### What you have to do
Reproduce, from the line containing "Where can you spot the lilac" to the last line of the material, every line exactly.

### Task input

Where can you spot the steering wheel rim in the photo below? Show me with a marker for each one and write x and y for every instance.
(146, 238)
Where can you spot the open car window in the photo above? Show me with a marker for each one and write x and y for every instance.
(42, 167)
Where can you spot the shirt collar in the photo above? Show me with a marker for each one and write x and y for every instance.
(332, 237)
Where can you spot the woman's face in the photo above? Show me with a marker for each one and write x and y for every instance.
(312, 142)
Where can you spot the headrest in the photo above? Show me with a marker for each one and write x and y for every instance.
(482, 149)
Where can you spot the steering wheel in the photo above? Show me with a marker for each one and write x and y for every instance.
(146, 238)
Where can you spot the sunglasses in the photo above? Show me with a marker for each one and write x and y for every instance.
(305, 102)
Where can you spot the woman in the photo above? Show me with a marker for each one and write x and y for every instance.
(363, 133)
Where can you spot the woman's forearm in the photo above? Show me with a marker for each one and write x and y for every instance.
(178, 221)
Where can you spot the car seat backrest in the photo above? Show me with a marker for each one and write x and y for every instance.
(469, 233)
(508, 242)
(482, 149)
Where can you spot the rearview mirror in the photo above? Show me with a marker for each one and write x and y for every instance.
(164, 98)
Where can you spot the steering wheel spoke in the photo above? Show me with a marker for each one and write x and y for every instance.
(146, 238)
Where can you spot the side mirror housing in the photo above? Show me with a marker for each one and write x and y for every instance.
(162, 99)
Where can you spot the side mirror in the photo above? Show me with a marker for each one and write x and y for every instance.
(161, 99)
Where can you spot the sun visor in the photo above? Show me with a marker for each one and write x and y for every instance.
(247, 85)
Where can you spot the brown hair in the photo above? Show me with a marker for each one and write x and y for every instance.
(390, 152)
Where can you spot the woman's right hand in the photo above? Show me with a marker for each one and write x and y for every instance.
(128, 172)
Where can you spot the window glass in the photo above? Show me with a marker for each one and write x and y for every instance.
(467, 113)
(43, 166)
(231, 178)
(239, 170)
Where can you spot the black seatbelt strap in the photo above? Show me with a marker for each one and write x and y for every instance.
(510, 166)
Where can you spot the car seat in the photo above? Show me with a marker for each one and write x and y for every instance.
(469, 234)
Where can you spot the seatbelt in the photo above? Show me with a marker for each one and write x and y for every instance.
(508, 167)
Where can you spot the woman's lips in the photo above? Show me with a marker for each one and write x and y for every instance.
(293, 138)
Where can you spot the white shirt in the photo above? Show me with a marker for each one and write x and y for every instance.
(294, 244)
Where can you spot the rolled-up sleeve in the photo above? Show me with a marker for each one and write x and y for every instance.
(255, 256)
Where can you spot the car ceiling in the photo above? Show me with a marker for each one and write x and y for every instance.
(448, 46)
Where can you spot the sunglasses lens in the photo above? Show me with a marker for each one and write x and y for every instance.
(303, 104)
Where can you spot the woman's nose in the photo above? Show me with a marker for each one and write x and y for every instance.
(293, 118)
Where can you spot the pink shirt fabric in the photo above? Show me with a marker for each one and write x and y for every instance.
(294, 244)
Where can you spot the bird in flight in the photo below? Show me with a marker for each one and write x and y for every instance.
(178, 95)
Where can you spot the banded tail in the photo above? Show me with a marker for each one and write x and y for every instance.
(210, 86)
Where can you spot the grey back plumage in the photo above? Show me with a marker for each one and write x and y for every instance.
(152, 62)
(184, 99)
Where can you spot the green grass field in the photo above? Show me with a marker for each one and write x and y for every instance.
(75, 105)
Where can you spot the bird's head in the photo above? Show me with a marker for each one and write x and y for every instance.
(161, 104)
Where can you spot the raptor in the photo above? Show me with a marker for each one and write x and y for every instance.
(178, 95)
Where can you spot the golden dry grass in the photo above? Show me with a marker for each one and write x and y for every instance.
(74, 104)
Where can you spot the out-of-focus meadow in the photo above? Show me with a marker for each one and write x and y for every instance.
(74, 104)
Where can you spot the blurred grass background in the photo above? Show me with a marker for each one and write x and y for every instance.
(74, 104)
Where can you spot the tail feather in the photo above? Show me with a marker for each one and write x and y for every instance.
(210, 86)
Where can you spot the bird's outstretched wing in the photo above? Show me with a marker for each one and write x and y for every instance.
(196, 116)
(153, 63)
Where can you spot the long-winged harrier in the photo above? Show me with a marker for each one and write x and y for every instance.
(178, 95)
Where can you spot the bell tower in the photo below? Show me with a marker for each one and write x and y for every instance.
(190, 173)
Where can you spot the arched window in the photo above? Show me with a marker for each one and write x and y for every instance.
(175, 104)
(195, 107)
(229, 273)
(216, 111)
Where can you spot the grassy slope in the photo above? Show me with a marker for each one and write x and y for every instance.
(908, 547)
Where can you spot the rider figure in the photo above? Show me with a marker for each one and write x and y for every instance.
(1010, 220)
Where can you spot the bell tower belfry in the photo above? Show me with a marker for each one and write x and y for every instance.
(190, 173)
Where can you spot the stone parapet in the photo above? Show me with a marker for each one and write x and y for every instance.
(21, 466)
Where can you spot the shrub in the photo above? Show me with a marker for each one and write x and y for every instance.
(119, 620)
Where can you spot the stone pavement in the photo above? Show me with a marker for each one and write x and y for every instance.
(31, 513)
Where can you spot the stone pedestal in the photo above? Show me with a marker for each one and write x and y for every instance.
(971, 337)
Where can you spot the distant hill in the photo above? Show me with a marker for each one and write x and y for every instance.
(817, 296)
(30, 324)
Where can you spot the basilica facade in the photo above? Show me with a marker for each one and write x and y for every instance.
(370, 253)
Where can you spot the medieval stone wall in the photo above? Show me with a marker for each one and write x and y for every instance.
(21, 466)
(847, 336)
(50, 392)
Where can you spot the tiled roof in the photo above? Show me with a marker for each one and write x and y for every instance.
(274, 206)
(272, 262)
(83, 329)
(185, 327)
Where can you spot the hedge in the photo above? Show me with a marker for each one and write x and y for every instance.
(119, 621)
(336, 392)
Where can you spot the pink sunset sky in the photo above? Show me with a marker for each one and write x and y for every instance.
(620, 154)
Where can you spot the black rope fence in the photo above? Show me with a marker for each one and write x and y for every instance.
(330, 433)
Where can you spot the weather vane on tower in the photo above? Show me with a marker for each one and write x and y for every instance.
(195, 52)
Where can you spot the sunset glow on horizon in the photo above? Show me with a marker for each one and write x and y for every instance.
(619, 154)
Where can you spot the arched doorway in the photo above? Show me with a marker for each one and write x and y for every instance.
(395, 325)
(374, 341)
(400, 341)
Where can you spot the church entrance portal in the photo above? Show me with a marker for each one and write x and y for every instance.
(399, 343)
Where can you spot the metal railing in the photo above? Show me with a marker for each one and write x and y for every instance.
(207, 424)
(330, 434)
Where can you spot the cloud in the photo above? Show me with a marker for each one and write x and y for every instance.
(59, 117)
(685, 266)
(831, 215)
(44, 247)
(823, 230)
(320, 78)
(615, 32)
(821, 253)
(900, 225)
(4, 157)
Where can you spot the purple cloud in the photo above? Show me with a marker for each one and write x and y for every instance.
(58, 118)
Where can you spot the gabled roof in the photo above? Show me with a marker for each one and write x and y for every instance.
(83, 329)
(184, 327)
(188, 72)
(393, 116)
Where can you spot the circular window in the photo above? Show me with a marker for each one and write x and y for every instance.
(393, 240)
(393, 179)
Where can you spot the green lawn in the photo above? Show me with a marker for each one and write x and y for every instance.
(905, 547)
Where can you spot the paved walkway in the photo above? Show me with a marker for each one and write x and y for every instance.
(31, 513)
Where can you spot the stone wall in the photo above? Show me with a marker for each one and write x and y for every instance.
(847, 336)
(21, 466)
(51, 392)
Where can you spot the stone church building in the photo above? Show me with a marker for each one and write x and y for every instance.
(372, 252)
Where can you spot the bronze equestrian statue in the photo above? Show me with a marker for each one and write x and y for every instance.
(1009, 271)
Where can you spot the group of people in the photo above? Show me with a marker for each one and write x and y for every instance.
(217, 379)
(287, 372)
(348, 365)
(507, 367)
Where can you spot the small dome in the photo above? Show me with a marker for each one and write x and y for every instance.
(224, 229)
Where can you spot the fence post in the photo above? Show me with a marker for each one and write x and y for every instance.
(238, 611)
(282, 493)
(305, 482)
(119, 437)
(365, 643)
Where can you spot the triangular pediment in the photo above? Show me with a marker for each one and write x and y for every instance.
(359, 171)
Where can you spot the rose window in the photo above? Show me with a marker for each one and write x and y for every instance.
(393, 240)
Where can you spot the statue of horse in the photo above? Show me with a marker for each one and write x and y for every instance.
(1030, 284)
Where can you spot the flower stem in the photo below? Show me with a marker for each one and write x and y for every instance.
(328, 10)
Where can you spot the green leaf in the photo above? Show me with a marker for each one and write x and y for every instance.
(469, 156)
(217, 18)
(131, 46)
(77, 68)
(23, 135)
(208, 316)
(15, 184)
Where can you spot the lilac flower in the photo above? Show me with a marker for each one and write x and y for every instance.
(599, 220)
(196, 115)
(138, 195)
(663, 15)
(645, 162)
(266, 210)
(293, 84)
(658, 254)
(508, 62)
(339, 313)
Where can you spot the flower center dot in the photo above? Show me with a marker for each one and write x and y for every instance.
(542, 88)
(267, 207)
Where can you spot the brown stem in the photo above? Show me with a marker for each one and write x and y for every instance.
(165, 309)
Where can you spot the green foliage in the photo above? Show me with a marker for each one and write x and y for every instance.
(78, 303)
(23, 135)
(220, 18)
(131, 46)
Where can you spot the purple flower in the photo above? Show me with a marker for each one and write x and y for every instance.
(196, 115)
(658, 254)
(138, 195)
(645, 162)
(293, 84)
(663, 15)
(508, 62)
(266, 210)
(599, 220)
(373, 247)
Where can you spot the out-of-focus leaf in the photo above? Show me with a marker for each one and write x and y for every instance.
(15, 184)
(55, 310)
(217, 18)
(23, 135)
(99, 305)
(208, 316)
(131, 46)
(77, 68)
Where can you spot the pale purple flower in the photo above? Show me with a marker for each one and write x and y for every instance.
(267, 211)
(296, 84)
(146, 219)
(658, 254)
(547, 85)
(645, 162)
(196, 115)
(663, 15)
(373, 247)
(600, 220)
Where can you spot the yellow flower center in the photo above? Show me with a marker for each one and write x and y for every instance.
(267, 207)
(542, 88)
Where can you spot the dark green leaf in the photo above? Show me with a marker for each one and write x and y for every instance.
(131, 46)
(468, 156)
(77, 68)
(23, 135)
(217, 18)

### Response
Where can you spot the lilac flower in the photo above? Show me with a marker for each one and write x and y for every instance.
(599, 220)
(196, 115)
(138, 195)
(663, 15)
(645, 162)
(266, 210)
(293, 84)
(658, 254)
(508, 62)
(339, 313)
Where can you spot the flower center dot in the photo above? Show me with a marker for each one and write x and y for every instance.
(542, 88)
(267, 207)
Where can you spot the brown stem in the photo above? Show me with a marker for each one and write x and y for every instance.
(165, 309)
Where can you spot the green foliage in the photo above? Show me with a marker for each one and write x and y for every instance.
(78, 303)
(23, 135)
(220, 18)
(131, 46)
Where can you spot the purple flower in the photo above? Show me with a marker for each one and write x and y for every instance.
(196, 115)
(658, 254)
(138, 195)
(645, 162)
(293, 84)
(663, 15)
(508, 62)
(266, 210)
(599, 220)
(373, 247)
Where can you spot the out-of-focus leaf in the photo above? Show me with a marker for each one and write x and y for every instance.
(15, 184)
(55, 310)
(217, 18)
(23, 135)
(99, 305)
(208, 316)
(131, 46)
(77, 68)
Where can you spot the pale purple flower in the photo above? Show me with a marker for each one and write x and y for every instance.
(267, 211)
(296, 84)
(146, 219)
(658, 254)
(547, 85)
(645, 162)
(196, 115)
(663, 15)
(373, 247)
(600, 220)
Where can you spot the yellow flower center in the photo above? Show me with a marker for each one and write x and y for every instance.
(267, 207)
(542, 88)
Where can you spot the dark green leaf in the photo above? Show me with a marker for each one and write x and y for every instance.
(131, 46)
(468, 156)
(77, 68)
(23, 135)
(217, 18)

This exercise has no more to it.